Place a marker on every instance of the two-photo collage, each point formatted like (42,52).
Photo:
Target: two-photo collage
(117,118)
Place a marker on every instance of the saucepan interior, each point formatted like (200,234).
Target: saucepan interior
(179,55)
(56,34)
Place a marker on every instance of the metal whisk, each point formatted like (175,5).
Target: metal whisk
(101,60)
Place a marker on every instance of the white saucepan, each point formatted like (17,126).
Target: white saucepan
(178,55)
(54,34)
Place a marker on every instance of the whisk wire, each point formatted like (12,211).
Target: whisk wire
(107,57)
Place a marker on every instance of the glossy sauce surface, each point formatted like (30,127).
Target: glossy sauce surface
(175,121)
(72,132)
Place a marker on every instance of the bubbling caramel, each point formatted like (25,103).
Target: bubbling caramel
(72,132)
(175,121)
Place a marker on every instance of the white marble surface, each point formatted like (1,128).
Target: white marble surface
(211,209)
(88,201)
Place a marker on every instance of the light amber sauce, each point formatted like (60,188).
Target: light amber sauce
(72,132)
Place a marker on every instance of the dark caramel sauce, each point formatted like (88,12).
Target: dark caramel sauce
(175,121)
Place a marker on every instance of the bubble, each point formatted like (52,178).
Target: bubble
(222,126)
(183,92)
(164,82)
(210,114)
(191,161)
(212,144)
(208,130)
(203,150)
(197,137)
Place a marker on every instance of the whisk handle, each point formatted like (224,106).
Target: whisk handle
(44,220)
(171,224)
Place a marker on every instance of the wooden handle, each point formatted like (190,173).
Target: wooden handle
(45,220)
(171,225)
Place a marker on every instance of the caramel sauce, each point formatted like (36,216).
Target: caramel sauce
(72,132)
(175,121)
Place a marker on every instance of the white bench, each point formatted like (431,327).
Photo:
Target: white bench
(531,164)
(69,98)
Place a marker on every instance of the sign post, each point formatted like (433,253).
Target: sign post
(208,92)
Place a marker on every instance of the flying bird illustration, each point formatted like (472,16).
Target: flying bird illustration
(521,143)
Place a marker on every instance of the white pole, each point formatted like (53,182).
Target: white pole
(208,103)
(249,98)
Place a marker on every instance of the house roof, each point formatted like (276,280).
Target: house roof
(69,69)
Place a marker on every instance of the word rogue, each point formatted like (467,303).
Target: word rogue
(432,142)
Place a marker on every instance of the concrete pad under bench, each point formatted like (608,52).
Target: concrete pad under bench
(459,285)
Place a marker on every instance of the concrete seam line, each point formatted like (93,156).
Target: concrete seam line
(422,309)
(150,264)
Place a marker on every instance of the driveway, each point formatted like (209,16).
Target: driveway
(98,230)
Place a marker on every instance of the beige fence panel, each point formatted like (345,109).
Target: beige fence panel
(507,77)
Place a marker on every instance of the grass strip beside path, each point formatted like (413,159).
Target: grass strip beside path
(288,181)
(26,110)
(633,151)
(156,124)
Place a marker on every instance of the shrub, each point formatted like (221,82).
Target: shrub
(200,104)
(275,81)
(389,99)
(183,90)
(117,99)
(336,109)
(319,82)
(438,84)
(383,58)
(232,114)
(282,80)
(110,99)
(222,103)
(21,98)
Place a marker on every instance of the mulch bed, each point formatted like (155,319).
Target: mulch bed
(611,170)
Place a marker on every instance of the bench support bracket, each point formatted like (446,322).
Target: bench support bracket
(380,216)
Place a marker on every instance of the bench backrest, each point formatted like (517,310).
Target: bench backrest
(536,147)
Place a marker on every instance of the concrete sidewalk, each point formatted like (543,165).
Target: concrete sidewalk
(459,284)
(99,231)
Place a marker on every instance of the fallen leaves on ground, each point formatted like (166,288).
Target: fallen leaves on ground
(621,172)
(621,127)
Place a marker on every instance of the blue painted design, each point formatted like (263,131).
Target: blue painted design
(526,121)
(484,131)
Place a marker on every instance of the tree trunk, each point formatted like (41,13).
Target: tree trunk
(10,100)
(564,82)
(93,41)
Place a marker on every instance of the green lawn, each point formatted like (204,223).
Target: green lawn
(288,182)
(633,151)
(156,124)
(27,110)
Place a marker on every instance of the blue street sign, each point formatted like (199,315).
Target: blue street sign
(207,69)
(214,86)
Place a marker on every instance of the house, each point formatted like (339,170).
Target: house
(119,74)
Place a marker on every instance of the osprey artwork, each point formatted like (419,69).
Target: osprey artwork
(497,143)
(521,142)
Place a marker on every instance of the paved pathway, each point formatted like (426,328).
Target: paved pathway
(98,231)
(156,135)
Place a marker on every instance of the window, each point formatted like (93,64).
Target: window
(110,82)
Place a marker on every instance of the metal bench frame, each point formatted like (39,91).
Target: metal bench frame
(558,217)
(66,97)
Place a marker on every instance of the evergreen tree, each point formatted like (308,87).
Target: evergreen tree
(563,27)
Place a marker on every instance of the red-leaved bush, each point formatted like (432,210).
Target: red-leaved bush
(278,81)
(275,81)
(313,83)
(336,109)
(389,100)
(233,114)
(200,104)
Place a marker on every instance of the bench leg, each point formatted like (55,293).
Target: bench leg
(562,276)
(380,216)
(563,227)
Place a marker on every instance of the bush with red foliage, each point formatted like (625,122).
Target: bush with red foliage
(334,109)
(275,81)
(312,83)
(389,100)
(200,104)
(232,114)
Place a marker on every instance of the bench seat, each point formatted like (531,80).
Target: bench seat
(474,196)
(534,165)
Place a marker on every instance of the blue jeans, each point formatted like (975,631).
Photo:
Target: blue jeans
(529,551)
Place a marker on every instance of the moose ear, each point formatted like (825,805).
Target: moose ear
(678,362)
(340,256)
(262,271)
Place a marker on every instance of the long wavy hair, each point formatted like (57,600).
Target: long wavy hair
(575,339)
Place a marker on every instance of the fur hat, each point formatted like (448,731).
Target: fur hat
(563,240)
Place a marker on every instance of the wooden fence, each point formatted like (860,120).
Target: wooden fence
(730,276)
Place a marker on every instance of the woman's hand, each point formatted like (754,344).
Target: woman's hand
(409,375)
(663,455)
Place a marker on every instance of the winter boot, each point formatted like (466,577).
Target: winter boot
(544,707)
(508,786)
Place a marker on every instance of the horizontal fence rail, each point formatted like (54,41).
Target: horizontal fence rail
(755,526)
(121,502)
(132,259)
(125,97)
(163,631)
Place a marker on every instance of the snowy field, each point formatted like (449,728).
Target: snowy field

........

> [TASK BRIEF] Some lines of the records may contain the string "snowy". State how many do, as a number alone.

> [RESPONSE TO THE TASK] 2